__Exercise directions__:
Your answer is every line of the material below in which the string "white" occurs.

● ● ● ●

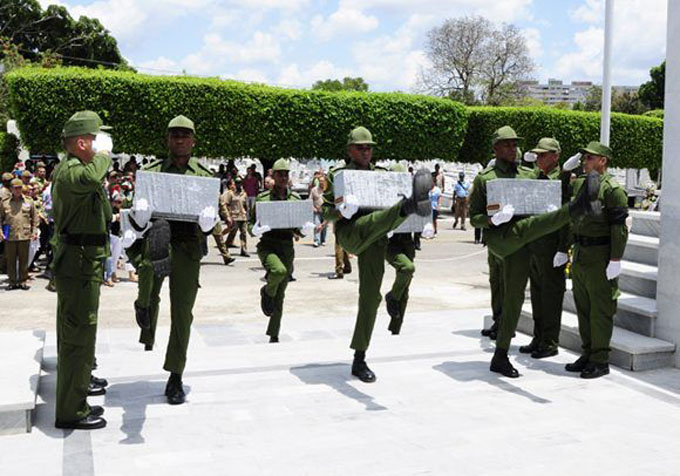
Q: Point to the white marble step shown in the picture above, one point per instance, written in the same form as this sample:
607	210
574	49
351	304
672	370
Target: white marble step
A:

● ● ● ●

__Response__:
Q: Point to the white marble step shown in the picture above, one point per instance, written in the same form as this sample:
Target: white marble step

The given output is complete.